Excerpt to read:
Re: after installing personal validator, cannot validate xhtml

On Jun 18, 2010, at 8:27 AM, john gale wrote:

> On Jun 18, 2010, at 8:13 AM, Andreas Prilop wrote:
> 
>> On Thu, 17 Jun 2010, john gale wrote:
>> 
>>> it cannot seem to validate any XHTML (1.0 strict, transitional, 1.1)
> ...
> In my previous email I gave an example of what I had entered by source that failed.
> 
>> <!DOCTYPE html PUBLIC "-//W3C//DTD XHTML 1.0 Strict//EN" "http://www.w3.org/TR/xhtml1/DTD/xhtml1-strict.dtd">
> 
> In the w3.org validator this gives one or two errors about not having any body content, but in my personal validator it throws many numbers of errors containing invalid line numbers.
> 
> I don't have the examples that I'm using currently, because it's a validator for an internal network, validating pages that are not exposed to the external internet.  But, as an example of something else it fails to validate, http://calbach.org is the closest I can see.
> 
> I'm trying to determine if it's the perl modules that are failing somehow.  It was a hack to install OpenSP and the Parser::SGML::OpenSP module onto this machine given new versions with crooked dependencies, so maybe that's throwing the validator.


There are a few things here that seem odd:

• this site validates plain HTML (2, 3, and 4) fine

• the first error is a non-SGML character error with a line number that does not exist (rather, it does exist, but it's a blank line, and whether I validate with a real webpage (calbach.org) or the bogus DOCTYPE line as raw source, it provides the exact same line number both times.)

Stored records
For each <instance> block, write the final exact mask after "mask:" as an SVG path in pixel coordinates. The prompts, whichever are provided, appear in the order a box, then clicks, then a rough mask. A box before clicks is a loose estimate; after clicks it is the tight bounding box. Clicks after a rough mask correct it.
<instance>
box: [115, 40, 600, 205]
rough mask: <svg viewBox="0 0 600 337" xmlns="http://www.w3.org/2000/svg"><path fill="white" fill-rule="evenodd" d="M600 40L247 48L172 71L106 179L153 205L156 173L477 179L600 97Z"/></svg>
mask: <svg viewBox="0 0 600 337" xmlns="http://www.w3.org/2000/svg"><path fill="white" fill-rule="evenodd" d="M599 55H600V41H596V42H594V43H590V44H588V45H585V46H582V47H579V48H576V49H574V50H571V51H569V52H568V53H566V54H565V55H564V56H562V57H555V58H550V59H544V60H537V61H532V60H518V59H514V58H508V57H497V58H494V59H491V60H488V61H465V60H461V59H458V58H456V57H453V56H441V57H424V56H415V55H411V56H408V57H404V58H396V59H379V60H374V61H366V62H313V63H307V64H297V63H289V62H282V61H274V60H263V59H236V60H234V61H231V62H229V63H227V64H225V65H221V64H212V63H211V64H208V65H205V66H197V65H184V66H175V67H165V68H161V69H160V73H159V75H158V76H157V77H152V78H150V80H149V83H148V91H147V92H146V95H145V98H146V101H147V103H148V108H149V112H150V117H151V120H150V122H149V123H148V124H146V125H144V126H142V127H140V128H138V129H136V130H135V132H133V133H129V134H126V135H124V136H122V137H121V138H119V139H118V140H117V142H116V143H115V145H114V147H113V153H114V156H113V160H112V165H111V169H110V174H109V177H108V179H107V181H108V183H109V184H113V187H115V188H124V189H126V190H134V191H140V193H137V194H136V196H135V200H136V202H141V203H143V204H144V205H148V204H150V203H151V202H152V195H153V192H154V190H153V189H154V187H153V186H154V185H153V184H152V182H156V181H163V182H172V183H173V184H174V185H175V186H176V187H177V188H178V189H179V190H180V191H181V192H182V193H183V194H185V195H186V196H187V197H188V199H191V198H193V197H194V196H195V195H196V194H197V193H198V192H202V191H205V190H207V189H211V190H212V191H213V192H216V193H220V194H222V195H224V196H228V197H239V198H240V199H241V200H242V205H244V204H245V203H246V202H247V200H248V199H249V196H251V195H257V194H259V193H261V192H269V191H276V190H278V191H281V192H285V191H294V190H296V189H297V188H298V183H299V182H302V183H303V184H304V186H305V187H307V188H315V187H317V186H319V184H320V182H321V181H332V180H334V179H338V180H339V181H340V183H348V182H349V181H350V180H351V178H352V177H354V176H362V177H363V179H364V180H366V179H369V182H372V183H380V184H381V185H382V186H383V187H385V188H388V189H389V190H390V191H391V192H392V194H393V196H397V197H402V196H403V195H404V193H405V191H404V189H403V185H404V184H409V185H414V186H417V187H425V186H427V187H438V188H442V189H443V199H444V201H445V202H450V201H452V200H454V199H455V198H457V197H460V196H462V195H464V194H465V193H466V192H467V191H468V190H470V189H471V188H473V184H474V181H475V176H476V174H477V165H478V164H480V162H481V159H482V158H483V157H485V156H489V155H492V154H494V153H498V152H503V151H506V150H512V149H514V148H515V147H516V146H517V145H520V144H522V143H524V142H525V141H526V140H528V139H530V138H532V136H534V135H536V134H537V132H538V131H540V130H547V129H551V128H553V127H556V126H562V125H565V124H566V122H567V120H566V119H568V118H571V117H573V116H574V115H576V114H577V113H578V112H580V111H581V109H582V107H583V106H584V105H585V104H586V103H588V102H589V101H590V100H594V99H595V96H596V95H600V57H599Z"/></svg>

Problems to work on:
1. Duplicate the passage of the validator thread starting at "There are a" and ending at "number both times.)".
2. Which plain HTML versions does the validator thread say this site validates without trouble? List them all.
3. Continue the forum thread about the personal validator that fails on XHTML, picking up after its final sentence.

Answers in order:
1.
There are a few things here that seem odd:

• this site validates plain HTML (2, 3, and 4) fine

• the first error is a non-SGML character error with a line number that does not exist (rather, it does exist, but it's a blank line, and whether I validate with a real webpage (calbach.org) or the bogus DOCTYPE line as raw source, it provides the exact same line number both times.)

2. HTML 2, HTML 3, HTML 4

3.
> Line 195, Column 23: reference to non-SGML character


• after it displays tons of errors with more radical line numbers, it eventually starts displaying bogus errors with real line numbers:

Line 864, Column 26: omitted tag minimization parameter can be omitted only if OMITTAG NO is specified
Line 867, Column 10: character ":" invalid: only "CDATA", "ENTITIES", "ENTITY", "ID", "IDREF", "IDREFS", "NAME", "NAMES", "NMTOKEN", "NMTOKENS", "NOTATION", "NUMBER", "NUMBERS", "NUTOKEN", "NUTOKENS" and parameter separators allowed
Line 3, Column 13: there is no attribute "XMLNS"
<html xmlns="http://www.w3.org/1999/xhtml" xml:lang="en" lang="en">


• the source listing, when displayed, shows correctly with line numbers that look fine.  I cannot see where it thinks a "line 867" is coming from.

• when listing my CPAN modules `perldoc perllocal` it shows a missing version for my SGMLParser, although my OpenSP seems fine:

Fri Jun 18 12:05:38 2010: "Module" SGMLParser
"installed into: /Library/Perl/5.10.0"
"LINKTYPE: dynamic"
"VERSION: "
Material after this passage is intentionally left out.